━━ Records shown ━━

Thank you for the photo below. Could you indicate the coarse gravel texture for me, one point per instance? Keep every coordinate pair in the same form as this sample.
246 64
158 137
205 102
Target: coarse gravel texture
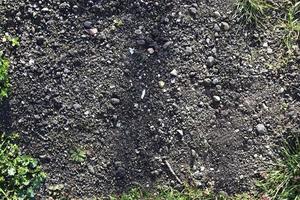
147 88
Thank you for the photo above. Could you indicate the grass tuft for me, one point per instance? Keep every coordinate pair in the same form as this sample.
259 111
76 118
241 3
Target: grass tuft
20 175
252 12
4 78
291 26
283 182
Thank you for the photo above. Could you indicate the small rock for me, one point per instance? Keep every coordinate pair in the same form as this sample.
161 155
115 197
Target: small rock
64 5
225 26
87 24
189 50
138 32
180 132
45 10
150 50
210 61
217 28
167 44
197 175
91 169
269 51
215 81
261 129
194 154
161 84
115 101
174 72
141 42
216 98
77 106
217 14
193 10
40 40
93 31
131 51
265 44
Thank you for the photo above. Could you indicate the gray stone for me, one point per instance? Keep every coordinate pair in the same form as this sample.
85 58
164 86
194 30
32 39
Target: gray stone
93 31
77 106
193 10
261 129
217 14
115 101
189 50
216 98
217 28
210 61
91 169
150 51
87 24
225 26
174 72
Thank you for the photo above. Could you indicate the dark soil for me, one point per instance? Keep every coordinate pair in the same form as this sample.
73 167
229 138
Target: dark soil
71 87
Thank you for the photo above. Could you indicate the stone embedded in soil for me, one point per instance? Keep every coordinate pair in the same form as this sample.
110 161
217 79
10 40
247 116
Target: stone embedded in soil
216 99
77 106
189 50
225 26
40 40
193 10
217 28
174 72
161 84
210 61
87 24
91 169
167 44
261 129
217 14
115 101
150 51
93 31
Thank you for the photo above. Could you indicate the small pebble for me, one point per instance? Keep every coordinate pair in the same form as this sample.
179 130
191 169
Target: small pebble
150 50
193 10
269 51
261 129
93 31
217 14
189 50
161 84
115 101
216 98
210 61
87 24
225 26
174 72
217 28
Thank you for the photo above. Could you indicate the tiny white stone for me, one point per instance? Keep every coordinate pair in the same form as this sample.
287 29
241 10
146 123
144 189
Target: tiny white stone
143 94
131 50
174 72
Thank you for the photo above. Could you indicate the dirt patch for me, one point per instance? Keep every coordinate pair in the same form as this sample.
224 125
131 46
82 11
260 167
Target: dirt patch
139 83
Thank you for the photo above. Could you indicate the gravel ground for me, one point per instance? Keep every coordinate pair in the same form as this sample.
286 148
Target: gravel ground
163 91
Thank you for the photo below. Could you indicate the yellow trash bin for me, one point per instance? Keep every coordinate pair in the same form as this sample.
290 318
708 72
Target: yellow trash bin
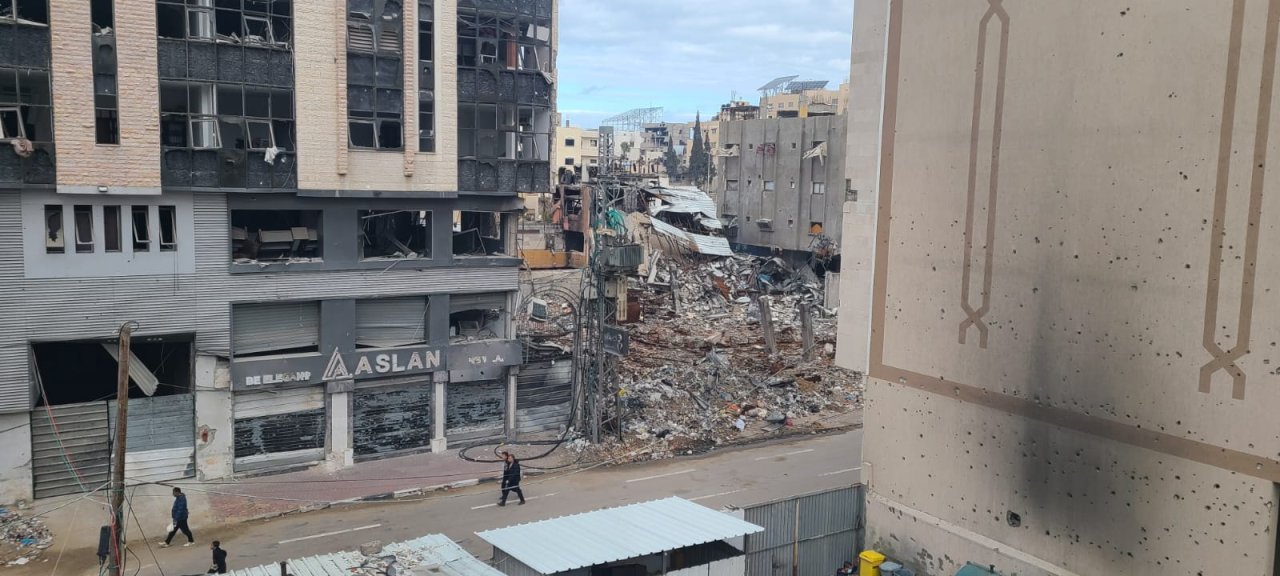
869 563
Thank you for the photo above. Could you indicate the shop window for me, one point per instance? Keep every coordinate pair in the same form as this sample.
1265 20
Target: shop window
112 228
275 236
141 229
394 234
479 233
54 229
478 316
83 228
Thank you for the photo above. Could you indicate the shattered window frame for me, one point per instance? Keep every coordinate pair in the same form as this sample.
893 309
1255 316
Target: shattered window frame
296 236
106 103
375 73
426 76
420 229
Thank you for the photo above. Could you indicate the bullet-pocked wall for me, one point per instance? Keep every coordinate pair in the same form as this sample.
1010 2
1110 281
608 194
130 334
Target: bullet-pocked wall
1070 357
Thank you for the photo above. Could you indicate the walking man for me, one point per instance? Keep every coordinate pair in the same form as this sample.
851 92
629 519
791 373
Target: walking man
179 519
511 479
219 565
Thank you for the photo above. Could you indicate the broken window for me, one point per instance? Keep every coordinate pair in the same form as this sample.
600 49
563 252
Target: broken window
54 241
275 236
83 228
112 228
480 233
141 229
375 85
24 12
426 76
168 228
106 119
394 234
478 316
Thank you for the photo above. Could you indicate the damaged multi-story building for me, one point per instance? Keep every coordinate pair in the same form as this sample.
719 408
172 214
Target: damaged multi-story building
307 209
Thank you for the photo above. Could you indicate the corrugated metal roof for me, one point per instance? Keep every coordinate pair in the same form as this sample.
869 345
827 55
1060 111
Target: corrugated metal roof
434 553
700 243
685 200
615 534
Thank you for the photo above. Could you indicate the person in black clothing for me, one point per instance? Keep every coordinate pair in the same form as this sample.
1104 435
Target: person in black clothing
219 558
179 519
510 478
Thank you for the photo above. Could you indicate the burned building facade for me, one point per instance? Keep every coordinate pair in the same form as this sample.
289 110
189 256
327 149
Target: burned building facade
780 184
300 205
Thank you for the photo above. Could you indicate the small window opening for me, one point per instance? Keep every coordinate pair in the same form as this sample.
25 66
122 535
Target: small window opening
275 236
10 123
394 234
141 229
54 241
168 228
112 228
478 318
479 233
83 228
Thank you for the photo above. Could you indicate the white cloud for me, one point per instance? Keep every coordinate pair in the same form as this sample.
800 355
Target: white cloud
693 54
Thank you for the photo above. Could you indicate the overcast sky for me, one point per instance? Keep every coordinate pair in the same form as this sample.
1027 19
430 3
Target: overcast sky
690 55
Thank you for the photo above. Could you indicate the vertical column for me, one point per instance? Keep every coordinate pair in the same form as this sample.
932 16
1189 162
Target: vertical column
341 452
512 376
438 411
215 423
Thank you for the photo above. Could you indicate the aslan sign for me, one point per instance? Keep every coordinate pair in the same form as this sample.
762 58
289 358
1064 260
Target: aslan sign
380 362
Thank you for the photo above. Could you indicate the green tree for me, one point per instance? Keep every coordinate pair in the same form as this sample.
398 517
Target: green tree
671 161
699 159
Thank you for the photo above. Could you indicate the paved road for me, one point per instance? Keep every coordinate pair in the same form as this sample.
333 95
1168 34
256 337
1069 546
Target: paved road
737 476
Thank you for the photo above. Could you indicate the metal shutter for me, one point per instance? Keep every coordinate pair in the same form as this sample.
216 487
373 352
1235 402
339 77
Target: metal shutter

━━━

◆ Given request
Reproduce, word for word, only the lines from the one that contains "Thank you for the photo above. Could you indicate the overcast" through the final line.

◆ Answer for this exercise
Thank you for the photo above. Could you indicate the overcast sky for me, one point per instance? Keep every coordinate pair in the same form as this sample.
1027 19
430 3
Target: overcast sky
690 55
Thank you for the photo above. Could you indicate the vertical column for me, one point per instance? Keep every coordinate pair in the same form as this sample.
932 16
1189 162
Target: vertical column
341 452
512 376
438 411
215 423
Thank you for the photo above. Could you indicate the aslan sign for me, one point per instance? Keep every coordinate pair in the same form as this sample.
762 58
289 358
1064 260
Target: aslan sign
380 362
Thank you for the photo above. Could you indicate the green tree for me, one point per instance? Keep every coordinate pair in the same form as this sample.
398 517
Target: green tree
671 161
699 159
Thank you for the photo above. Could you indicate the paved road for me, one point per instance? Keep every coordinate pair in the same form as this sample.
333 95
1168 34
256 337
1069 546
Target: paved road
737 476
Thank you for the photo above. Could you indicate the metal shutter for me, one point per instance? Keep every coordinate pair in the same form as this sample.
216 487
373 352
1235 402
339 77
Target: metal shutter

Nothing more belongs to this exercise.